>> start RECORDS FOR THIS TASK

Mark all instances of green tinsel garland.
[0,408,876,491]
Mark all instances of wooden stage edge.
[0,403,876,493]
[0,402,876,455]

>> end RECORDS FOR THIS TASK

Copy every one of the records above, reproducing each line without any change.

ANSWER TO THE PROBLEM.
Mark all instances of green tinsel garland.
[0,408,876,491]
Mark all instances of wooden stage edge.
[0,403,876,493]
[0,402,876,455]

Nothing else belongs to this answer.